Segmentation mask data
=== Section Start ===

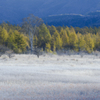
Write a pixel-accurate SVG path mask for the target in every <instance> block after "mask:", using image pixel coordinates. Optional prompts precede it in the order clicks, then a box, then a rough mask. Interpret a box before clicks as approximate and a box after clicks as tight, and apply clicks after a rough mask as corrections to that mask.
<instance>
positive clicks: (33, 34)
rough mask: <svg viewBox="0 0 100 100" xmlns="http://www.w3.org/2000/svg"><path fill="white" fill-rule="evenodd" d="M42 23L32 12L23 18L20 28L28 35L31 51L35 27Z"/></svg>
mask: <svg viewBox="0 0 100 100" xmlns="http://www.w3.org/2000/svg"><path fill="white" fill-rule="evenodd" d="M42 23H43V20H42V19H41V18H38V17H36V16H34V15H33V14H31V15H29V17H27V18H24V19H23V23H22V29H23V31H24V32H25V33H26V34H28V36H29V40H30V47H31V53H32V52H33V36H34V35H35V32H36V27H38V26H39V25H41V24H42Z"/></svg>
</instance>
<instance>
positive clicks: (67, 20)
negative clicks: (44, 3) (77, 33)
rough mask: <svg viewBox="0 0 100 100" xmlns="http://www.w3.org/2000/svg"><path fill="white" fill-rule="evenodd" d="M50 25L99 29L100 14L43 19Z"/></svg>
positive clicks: (65, 15)
mask: <svg viewBox="0 0 100 100" xmlns="http://www.w3.org/2000/svg"><path fill="white" fill-rule="evenodd" d="M43 20H44V22H45V23H46V24H48V25H54V26H68V27H70V26H73V27H85V26H87V27H99V26H100V12H91V13H89V14H87V15H80V14H65V15H54V16H53V15H52V16H48V17H45V18H43Z"/></svg>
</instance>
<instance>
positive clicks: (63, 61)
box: [0, 54, 100, 100]
mask: <svg viewBox="0 0 100 100" xmlns="http://www.w3.org/2000/svg"><path fill="white" fill-rule="evenodd" d="M99 78H100V56H99V55H98V56H96V55H84V56H83V57H82V56H81V55H70V56H69V55H47V54H44V55H41V56H40V57H39V58H37V56H36V55H29V54H28V55H18V54H17V55H15V56H14V57H12V58H8V57H7V56H6V55H2V56H1V57H0V99H1V100H66V99H67V100H70V99H71V100H79V99H81V100H99V99H100V95H99V94H100V79H99Z"/></svg>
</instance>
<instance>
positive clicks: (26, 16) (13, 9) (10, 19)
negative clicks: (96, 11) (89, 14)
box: [0, 0, 100, 24]
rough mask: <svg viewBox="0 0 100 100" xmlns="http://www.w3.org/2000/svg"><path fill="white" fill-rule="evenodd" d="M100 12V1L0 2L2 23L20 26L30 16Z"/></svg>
mask: <svg viewBox="0 0 100 100" xmlns="http://www.w3.org/2000/svg"><path fill="white" fill-rule="evenodd" d="M97 10H100V0H0V22H2V21H9V22H10V23H11V24H19V23H20V22H21V21H22V18H24V17H27V16H28V15H29V14H34V15H35V16H38V17H41V18H44V17H48V16H49V15H59V14H83V15H86V14H88V13H89V12H92V11H93V12H95V11H97Z"/></svg>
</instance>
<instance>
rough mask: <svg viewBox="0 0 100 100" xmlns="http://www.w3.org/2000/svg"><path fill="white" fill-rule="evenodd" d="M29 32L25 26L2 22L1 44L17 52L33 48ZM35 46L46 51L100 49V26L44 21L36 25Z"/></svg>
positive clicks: (34, 46)
mask: <svg viewBox="0 0 100 100" xmlns="http://www.w3.org/2000/svg"><path fill="white" fill-rule="evenodd" d="M29 40H30V39H29V34H26V32H25V31H23V27H21V26H18V25H17V26H16V25H11V24H9V23H2V24H1V25H0V45H4V46H6V47H8V48H9V49H11V50H13V51H14V52H15V53H23V52H27V50H28V49H29V48H31V45H30V44H31V43H30V41H29ZM32 42H33V47H34V48H41V50H43V51H46V52H56V51H58V50H75V51H77V52H79V51H85V52H88V53H91V52H93V51H94V50H99V51H100V27H98V28H97V27H94V28H91V27H90V28H88V27H84V28H79V27H76V28H74V27H67V26H66V27H64V26H63V27H60V26H59V27H55V26H53V25H52V26H48V25H45V24H44V23H43V24H41V25H40V26H38V27H36V30H35V33H34V36H33V40H32Z"/></svg>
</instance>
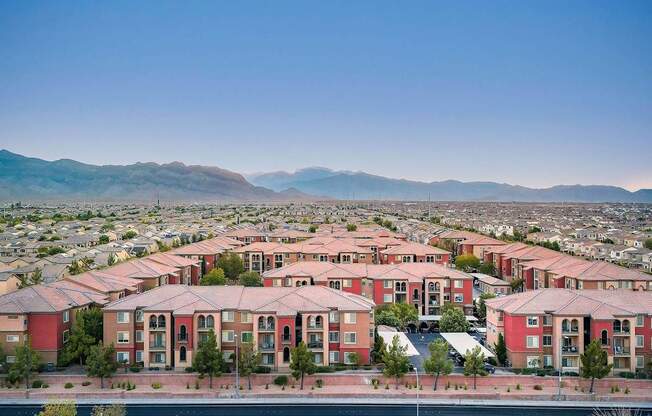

=== Section End ===

§ **DIRECTIVE**
Rewrite the entries starting at the beginning and ending with the line that contains "23L32 12L23 18L20", putting "coarse mask" in place of "rough mask" and keeping everything else the same. Omit the pictures.

§ **ANSWER SPACE**
Write a pixel-accurate SVG path mask for the target in every <instance> block after "mask:", using image pixel coordinates. Optional prompts precede it in the order clicks, then a box, then a coarse mask. Interpret a box before clicks as approximate and a box after clicks as tight, and apply clicks after a coarse mask as corrections to that mask.
<instance>
positive clicks: (33, 34)
coarse mask: <svg viewBox="0 0 100 100" xmlns="http://www.w3.org/2000/svg"><path fill="white" fill-rule="evenodd" d="M42 23L32 12L23 18L20 28L28 35L31 51L35 27Z"/></svg>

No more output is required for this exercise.